→ The exercise:
Repeat the records below word for word, but start at the line that contains "Crop-scouting request: mark the track", stop after the last line, and include nothing else.

→ Material for the task:
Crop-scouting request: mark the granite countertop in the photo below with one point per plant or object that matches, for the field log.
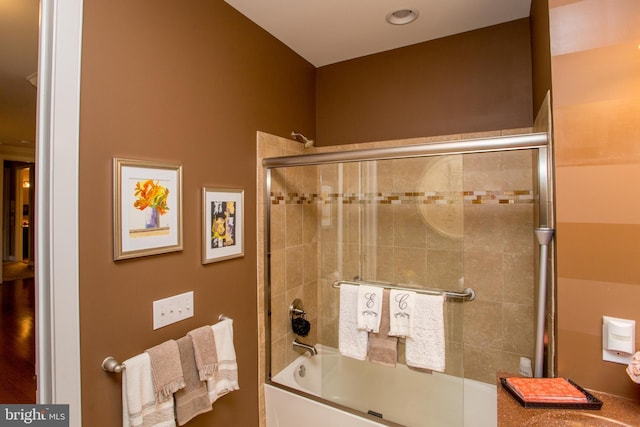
(615, 411)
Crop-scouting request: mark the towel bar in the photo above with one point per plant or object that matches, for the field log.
(110, 364)
(466, 294)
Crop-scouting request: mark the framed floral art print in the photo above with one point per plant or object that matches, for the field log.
(147, 204)
(222, 224)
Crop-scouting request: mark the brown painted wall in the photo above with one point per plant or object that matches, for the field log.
(189, 83)
(471, 82)
(596, 78)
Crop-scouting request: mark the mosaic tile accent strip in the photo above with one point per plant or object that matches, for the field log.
(476, 197)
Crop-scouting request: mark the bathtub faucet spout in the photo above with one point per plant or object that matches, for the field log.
(299, 344)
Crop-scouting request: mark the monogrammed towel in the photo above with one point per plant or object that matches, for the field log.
(401, 312)
(369, 306)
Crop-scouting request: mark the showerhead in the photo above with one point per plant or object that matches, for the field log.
(302, 139)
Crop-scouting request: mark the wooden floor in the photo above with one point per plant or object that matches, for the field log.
(17, 341)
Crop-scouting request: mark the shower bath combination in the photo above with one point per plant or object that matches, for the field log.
(340, 204)
(307, 143)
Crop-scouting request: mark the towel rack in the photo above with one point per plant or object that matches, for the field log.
(110, 364)
(466, 294)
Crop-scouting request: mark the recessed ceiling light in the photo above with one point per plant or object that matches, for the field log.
(402, 16)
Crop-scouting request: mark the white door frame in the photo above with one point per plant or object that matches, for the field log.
(57, 147)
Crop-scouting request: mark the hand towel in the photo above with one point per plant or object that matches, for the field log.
(139, 406)
(401, 312)
(193, 399)
(369, 305)
(383, 349)
(204, 348)
(166, 370)
(352, 342)
(425, 348)
(225, 378)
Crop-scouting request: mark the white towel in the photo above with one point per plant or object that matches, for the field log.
(139, 407)
(369, 308)
(401, 305)
(352, 342)
(225, 378)
(425, 348)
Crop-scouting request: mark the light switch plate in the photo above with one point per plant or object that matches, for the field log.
(618, 339)
(172, 309)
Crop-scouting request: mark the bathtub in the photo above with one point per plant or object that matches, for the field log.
(399, 395)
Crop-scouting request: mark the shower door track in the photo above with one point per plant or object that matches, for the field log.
(463, 146)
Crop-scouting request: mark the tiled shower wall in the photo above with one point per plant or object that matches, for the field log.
(472, 228)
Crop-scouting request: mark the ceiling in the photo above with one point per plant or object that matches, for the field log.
(18, 60)
(321, 31)
(329, 31)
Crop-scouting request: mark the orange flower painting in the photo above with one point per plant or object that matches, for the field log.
(151, 194)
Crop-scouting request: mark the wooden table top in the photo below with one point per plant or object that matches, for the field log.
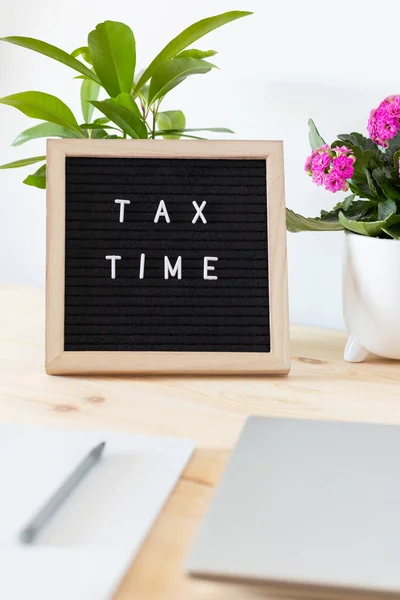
(211, 411)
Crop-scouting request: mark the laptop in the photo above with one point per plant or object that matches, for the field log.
(307, 507)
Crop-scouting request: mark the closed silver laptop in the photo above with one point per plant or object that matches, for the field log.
(312, 504)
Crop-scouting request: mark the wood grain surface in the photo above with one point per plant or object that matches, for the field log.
(211, 410)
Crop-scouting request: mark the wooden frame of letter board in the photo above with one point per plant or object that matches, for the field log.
(59, 361)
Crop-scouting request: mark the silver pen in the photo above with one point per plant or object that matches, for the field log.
(30, 531)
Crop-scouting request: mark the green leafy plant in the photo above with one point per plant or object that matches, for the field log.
(367, 167)
(131, 108)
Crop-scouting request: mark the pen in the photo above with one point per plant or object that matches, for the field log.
(31, 530)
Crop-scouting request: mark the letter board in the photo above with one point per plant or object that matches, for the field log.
(166, 256)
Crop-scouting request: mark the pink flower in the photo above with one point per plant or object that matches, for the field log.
(318, 178)
(321, 162)
(343, 166)
(334, 182)
(308, 163)
(331, 167)
(384, 121)
(341, 150)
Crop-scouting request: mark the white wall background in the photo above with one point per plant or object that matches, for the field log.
(289, 61)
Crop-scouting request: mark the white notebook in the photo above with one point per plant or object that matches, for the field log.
(86, 548)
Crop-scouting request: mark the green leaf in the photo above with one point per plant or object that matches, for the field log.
(169, 132)
(124, 118)
(84, 52)
(372, 186)
(357, 139)
(389, 190)
(89, 91)
(113, 52)
(94, 126)
(316, 141)
(213, 129)
(126, 101)
(396, 159)
(24, 162)
(185, 38)
(193, 53)
(37, 179)
(296, 223)
(371, 228)
(42, 130)
(171, 119)
(172, 72)
(393, 232)
(52, 52)
(39, 105)
(386, 209)
(347, 201)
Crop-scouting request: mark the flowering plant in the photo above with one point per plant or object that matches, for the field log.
(368, 167)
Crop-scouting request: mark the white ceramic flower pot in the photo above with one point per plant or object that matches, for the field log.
(371, 297)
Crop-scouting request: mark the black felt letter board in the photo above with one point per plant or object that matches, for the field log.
(138, 309)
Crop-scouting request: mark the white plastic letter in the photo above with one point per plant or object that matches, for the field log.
(169, 270)
(199, 211)
(162, 212)
(113, 258)
(207, 267)
(142, 261)
(122, 208)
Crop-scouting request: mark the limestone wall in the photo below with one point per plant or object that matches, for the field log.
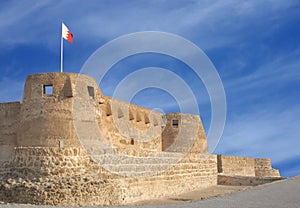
(263, 168)
(9, 119)
(130, 127)
(243, 166)
(233, 165)
(67, 176)
(183, 133)
(46, 118)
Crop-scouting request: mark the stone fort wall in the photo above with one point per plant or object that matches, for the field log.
(67, 144)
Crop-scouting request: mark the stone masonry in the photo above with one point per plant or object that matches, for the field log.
(67, 144)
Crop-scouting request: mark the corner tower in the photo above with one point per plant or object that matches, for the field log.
(46, 116)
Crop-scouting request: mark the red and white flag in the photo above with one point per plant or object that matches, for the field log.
(66, 34)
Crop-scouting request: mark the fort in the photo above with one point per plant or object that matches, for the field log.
(68, 144)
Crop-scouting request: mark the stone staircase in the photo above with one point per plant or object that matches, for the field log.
(177, 163)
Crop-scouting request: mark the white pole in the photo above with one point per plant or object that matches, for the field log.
(61, 53)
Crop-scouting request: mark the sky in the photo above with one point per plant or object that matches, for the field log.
(254, 46)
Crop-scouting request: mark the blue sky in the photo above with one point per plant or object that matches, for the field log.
(254, 45)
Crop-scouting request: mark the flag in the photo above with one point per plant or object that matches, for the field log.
(66, 34)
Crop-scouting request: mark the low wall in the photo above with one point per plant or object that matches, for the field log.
(244, 180)
(233, 165)
(263, 168)
(68, 176)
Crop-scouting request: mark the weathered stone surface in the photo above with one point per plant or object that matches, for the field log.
(74, 146)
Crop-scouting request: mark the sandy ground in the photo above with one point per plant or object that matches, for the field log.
(205, 193)
(279, 194)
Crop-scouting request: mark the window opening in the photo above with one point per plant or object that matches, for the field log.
(48, 89)
(91, 91)
(175, 123)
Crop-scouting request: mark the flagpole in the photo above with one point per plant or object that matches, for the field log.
(61, 53)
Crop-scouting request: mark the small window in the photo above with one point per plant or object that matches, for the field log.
(48, 89)
(175, 123)
(91, 91)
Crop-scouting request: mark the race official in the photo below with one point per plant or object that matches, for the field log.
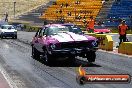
(90, 25)
(122, 28)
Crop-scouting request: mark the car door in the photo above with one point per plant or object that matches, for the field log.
(35, 39)
(41, 40)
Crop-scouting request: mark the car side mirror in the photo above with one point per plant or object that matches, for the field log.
(83, 32)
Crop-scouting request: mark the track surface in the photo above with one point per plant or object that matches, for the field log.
(25, 72)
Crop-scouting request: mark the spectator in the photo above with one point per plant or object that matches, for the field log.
(103, 1)
(84, 21)
(79, 17)
(77, 2)
(6, 17)
(62, 5)
(45, 22)
(117, 1)
(90, 26)
(69, 13)
(122, 28)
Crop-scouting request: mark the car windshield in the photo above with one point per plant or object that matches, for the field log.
(7, 27)
(56, 30)
(74, 29)
(100, 27)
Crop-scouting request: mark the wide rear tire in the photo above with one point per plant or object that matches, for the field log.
(35, 53)
(91, 56)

→ Response:
Crop-scouting request: mark the track surface in the photo above with one point per plant or object that matches, for the field log.
(25, 72)
Crop-scouting request: mark the spectator in the photo above with one point per plant or object that matches, for the field log.
(103, 1)
(84, 21)
(79, 17)
(77, 2)
(6, 17)
(62, 5)
(45, 22)
(117, 1)
(90, 26)
(69, 13)
(122, 28)
Crop-scouting request: mark the car windshield in the photo above with one point per plant or object that matches, for the field log.
(7, 27)
(56, 30)
(74, 29)
(100, 27)
Crop-scouting request: mark the wide rear tire in the photo above with one point per plant or object that matches, for the field log.
(35, 53)
(91, 56)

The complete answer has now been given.